PROVIDED INFORMATION:
--- --- ---

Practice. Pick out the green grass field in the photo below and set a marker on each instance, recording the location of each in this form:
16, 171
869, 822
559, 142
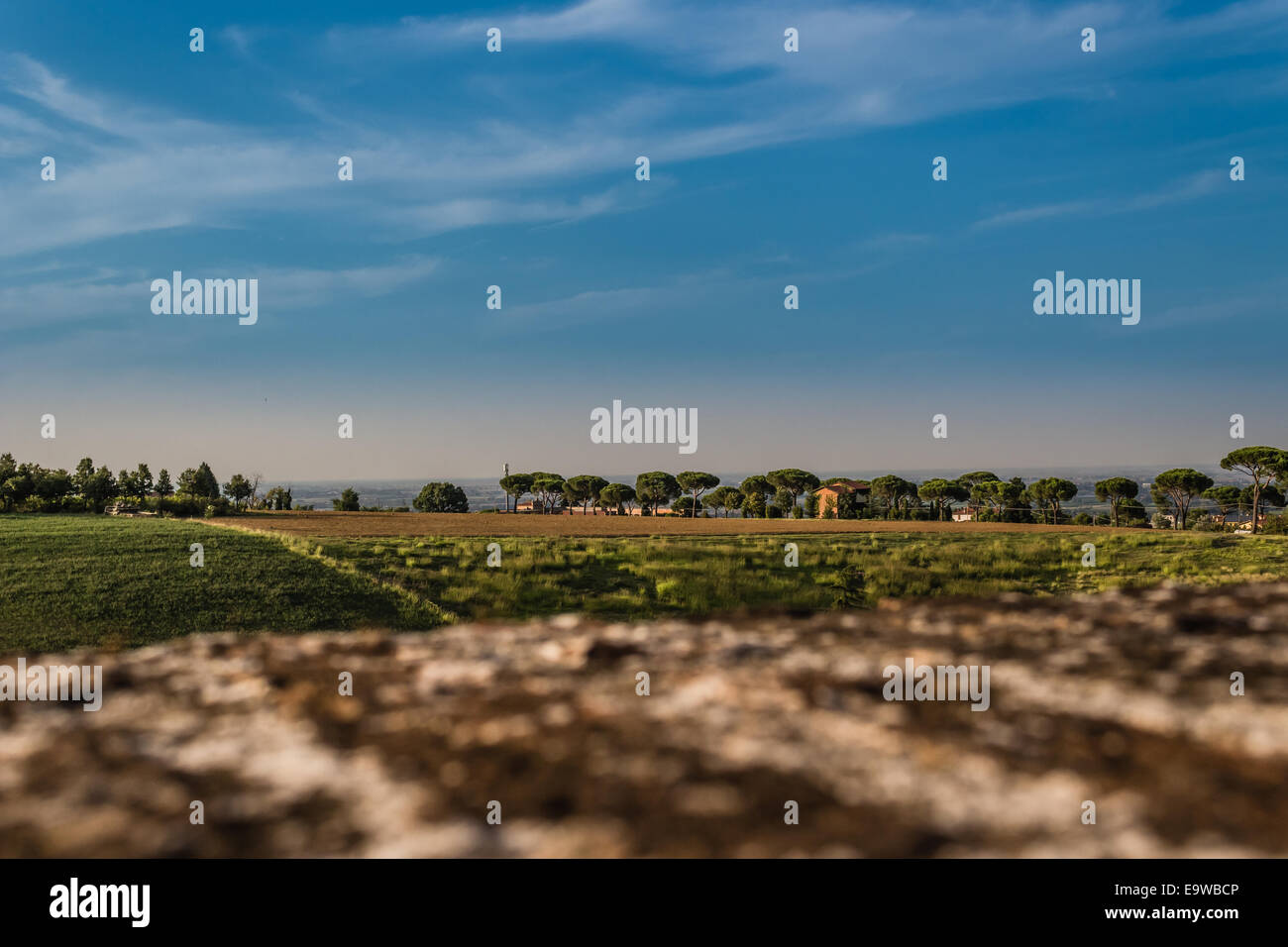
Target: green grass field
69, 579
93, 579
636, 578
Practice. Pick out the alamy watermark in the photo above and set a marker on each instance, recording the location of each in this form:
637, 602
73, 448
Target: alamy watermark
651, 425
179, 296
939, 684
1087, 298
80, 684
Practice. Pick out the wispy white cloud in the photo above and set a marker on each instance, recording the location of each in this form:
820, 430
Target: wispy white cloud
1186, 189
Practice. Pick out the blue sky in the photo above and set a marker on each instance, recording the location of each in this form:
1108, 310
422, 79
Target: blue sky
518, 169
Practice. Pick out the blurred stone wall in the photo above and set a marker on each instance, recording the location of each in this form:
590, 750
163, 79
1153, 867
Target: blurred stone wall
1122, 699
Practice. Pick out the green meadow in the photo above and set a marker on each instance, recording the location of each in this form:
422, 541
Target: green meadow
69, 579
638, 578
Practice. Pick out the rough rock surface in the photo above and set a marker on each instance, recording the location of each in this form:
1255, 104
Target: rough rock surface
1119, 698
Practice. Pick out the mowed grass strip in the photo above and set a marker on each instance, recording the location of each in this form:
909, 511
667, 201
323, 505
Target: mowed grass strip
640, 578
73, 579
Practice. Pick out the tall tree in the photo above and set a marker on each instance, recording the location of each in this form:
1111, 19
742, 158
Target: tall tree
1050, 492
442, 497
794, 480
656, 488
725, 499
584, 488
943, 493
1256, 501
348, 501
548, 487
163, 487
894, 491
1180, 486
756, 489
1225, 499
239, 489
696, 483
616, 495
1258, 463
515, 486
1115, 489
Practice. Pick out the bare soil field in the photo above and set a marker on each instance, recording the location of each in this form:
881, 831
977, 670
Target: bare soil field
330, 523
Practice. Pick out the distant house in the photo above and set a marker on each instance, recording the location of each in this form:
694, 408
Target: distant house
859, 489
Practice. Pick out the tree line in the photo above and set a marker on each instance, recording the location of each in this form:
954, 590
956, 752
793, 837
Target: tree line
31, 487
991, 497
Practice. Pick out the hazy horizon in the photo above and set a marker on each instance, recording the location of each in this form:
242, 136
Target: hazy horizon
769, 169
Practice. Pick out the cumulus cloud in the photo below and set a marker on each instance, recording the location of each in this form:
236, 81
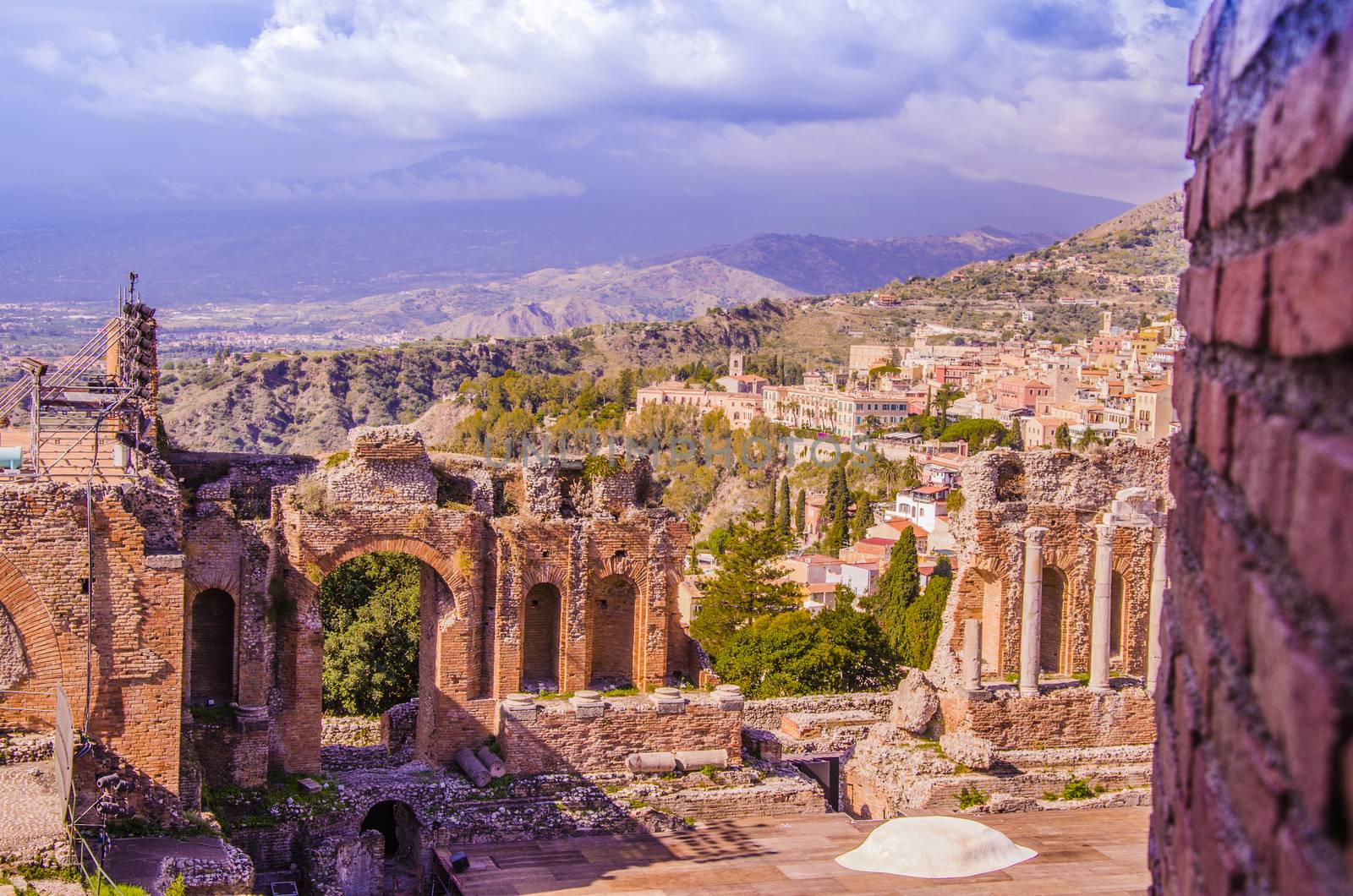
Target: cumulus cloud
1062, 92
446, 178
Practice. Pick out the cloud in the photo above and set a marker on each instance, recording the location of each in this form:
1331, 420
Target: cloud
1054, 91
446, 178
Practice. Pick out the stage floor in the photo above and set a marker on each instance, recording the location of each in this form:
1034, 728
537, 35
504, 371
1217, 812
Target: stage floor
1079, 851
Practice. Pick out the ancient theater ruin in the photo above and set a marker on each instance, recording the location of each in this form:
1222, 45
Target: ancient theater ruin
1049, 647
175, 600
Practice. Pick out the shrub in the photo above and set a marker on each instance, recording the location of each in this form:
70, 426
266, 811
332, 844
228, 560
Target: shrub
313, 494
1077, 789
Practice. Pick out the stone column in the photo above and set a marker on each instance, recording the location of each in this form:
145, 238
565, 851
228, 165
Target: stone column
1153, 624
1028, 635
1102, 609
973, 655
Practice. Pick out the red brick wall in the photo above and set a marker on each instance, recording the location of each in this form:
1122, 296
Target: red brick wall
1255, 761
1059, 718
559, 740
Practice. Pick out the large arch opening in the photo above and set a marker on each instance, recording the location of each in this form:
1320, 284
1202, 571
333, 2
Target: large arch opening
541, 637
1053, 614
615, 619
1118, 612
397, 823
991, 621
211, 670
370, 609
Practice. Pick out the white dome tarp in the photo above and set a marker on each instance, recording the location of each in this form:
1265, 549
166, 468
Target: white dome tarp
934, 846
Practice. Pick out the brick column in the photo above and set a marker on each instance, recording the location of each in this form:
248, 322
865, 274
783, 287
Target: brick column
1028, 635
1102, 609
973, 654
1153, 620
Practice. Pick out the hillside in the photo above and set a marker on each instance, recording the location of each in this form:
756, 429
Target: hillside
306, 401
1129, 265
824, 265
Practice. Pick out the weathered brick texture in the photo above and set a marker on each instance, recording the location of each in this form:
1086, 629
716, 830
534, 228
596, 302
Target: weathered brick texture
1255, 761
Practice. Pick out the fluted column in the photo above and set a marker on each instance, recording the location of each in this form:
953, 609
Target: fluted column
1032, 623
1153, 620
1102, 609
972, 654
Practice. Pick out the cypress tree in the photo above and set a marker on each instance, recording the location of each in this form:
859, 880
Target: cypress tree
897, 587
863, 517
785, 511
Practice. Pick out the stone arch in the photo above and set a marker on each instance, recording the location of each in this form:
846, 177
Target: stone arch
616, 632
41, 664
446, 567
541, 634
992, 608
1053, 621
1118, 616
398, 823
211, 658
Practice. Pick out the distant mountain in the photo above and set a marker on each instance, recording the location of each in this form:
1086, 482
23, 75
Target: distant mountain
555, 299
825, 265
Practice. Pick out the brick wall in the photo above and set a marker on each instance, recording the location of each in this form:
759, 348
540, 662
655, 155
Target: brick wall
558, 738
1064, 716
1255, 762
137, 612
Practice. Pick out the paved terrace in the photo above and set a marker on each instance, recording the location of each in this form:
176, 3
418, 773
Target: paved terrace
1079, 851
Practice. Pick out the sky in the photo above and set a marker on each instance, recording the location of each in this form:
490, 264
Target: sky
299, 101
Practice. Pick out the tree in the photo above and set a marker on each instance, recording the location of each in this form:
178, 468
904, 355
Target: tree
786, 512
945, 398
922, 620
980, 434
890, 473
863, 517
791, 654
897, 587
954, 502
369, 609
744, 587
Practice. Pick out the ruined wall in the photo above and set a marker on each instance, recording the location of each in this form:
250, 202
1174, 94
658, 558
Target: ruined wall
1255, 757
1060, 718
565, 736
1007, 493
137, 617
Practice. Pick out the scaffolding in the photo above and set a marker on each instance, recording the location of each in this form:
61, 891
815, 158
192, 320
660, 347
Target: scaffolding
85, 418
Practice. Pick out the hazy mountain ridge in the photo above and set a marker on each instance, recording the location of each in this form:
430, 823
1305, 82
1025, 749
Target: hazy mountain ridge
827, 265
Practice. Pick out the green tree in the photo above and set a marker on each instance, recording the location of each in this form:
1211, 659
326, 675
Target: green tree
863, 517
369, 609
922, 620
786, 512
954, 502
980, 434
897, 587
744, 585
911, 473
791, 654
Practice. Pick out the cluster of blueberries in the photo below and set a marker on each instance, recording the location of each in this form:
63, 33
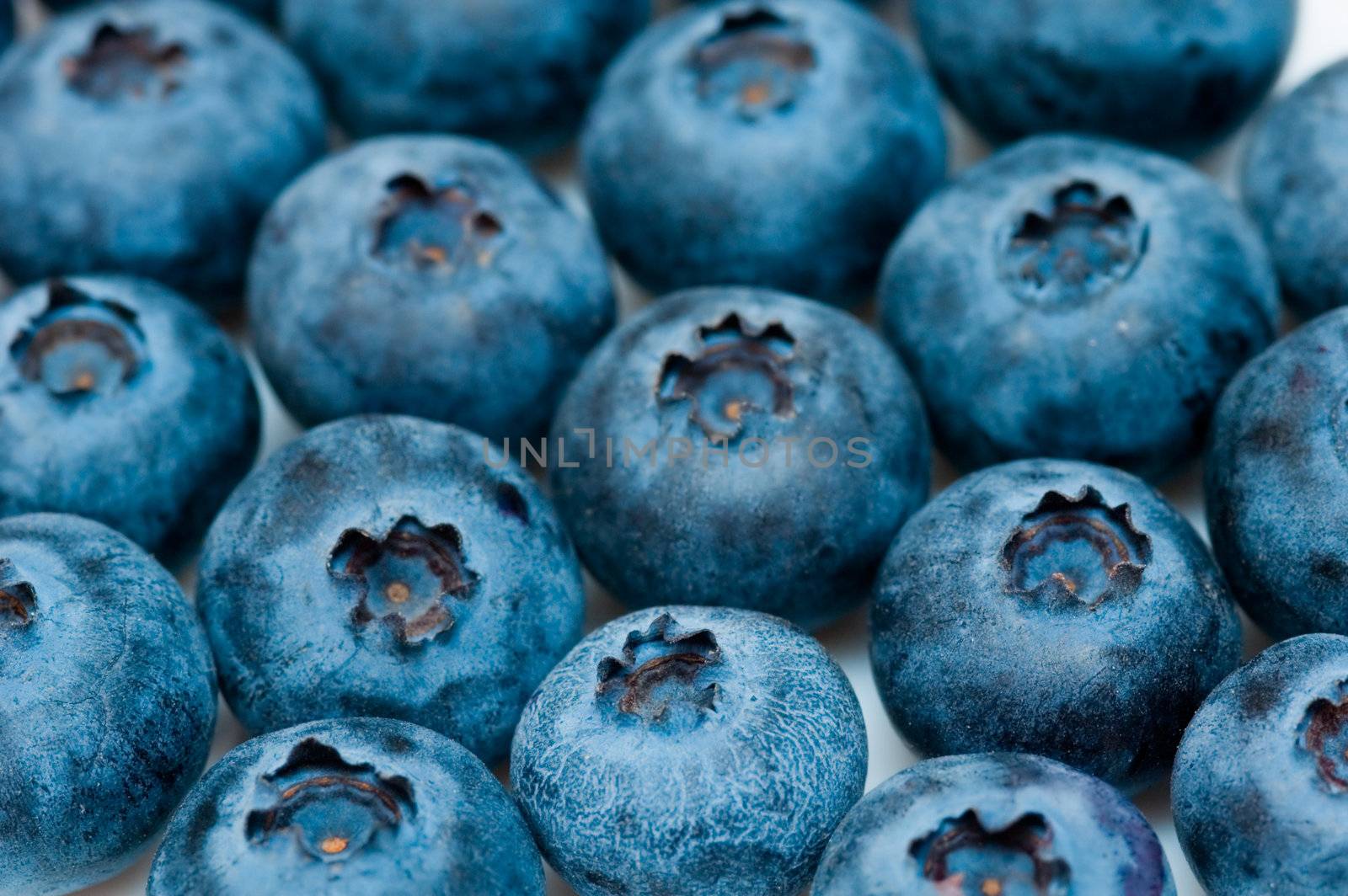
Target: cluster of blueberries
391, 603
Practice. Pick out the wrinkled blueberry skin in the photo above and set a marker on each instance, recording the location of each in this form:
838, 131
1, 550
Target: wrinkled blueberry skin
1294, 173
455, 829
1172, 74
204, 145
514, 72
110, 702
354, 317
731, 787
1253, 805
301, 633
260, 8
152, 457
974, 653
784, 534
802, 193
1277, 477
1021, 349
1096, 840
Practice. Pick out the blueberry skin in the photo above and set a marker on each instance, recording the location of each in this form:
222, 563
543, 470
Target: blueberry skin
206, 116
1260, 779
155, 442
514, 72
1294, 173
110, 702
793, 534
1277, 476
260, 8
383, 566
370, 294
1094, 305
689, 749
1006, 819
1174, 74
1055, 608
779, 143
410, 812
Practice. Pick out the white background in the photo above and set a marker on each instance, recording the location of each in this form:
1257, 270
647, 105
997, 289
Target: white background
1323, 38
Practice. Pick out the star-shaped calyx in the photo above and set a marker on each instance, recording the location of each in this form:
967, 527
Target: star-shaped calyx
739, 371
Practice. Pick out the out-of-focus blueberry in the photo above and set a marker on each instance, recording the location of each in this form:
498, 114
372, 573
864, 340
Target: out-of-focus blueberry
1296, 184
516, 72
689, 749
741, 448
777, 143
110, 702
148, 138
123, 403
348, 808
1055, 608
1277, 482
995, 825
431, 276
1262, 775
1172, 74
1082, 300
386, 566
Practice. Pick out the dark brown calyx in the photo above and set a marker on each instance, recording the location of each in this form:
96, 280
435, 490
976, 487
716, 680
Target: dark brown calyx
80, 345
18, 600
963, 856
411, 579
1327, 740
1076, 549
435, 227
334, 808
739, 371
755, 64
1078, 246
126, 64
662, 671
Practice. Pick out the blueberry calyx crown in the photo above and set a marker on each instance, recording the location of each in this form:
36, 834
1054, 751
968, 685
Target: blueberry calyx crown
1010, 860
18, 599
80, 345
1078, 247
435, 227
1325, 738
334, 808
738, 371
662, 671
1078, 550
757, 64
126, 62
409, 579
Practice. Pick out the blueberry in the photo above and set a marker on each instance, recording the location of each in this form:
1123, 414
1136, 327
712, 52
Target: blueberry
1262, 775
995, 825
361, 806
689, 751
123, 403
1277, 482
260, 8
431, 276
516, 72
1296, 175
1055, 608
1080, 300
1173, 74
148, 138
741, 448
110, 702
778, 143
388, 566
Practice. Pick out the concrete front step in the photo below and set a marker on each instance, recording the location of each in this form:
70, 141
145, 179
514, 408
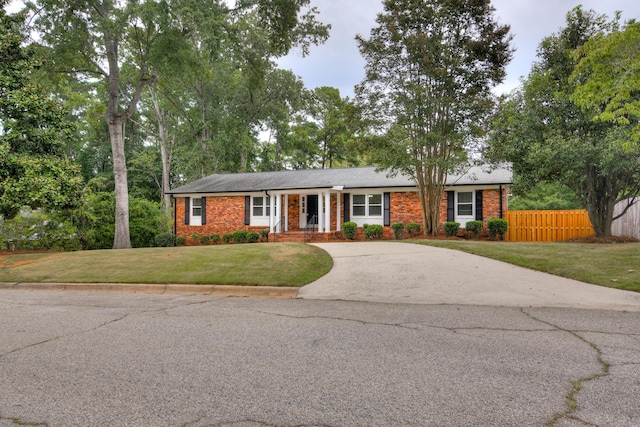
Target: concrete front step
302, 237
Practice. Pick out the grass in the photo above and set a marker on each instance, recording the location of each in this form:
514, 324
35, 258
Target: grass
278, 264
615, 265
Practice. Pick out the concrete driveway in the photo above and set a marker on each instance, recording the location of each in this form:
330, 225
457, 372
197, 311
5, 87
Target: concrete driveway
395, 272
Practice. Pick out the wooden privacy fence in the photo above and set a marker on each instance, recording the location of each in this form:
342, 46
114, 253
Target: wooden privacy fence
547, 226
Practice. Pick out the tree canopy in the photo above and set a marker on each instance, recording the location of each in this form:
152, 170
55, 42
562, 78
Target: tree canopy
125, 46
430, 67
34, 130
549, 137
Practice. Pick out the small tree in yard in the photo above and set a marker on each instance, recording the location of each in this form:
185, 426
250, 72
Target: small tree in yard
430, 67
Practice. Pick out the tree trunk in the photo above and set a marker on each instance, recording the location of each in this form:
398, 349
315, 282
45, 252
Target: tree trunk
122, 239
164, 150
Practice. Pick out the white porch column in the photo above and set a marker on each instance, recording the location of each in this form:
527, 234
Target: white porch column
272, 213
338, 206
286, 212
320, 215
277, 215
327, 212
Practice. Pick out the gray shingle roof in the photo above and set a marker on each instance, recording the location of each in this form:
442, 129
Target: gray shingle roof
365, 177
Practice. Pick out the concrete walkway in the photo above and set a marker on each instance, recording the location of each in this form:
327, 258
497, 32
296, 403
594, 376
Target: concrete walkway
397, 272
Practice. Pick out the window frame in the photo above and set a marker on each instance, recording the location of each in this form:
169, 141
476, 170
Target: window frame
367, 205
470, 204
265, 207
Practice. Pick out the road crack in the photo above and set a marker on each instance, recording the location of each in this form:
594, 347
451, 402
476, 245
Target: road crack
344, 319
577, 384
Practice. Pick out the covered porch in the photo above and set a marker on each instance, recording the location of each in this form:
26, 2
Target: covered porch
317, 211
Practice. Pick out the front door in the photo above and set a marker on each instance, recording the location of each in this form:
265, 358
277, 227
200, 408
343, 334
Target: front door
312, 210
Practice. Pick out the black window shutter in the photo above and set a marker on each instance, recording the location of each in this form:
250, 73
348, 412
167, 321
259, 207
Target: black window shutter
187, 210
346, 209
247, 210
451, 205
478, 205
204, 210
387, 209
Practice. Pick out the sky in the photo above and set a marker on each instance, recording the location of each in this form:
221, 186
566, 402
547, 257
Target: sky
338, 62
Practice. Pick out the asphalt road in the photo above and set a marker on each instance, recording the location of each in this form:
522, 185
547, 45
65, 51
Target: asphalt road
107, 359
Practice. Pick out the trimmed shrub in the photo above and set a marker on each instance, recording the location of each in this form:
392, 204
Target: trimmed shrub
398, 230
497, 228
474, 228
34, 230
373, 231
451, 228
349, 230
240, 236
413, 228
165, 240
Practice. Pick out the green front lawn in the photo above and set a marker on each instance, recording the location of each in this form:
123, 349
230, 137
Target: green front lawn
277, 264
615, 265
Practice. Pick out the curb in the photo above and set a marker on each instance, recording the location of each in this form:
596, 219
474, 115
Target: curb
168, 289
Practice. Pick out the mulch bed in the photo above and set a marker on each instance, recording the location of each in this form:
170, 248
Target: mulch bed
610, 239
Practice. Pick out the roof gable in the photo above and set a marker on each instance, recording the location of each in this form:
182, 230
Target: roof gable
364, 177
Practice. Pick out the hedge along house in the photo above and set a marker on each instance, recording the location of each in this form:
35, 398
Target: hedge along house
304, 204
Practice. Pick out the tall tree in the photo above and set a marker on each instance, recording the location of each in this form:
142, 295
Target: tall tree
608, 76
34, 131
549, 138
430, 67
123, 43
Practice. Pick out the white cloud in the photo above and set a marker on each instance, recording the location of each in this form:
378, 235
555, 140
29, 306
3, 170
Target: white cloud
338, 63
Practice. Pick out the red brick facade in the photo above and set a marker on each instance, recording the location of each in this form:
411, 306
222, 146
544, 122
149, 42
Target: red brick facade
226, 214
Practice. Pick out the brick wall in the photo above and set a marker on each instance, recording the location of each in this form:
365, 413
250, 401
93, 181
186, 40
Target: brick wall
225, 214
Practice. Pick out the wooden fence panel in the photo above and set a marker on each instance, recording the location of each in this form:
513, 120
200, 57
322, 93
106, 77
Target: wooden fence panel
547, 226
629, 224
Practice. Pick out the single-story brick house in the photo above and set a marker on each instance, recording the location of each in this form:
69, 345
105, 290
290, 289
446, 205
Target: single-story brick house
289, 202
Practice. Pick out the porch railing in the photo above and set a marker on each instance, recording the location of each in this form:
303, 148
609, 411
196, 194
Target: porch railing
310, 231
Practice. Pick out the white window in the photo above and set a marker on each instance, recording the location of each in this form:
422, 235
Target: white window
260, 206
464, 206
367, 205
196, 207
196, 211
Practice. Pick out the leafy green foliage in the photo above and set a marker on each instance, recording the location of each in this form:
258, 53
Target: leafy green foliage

--- --- ---

TASK REQUIREMENTS:
Which lines run from the one containing "Practice. Pick out the porch" to the end of the entries above? Quote exactly those, and only those.

EXERCISE OUTPUT:
Practice. Pick out the porch railing in the photo above and set a marker on each instance, recording the location of each in this form:
303, 148
609, 411
196, 194
Target: porch railing
310, 231
Practice. Pick out the white window in the photo above and set a marker on each instance, recording the location of each in this form:
422, 235
Target: white window
260, 206
464, 206
367, 205
196, 207
196, 211
Practice. Pick out the leafy green foliage in the photo above and set a marker on each instance, recording the location of each in this form:
258, 53
Target: leafy green foliage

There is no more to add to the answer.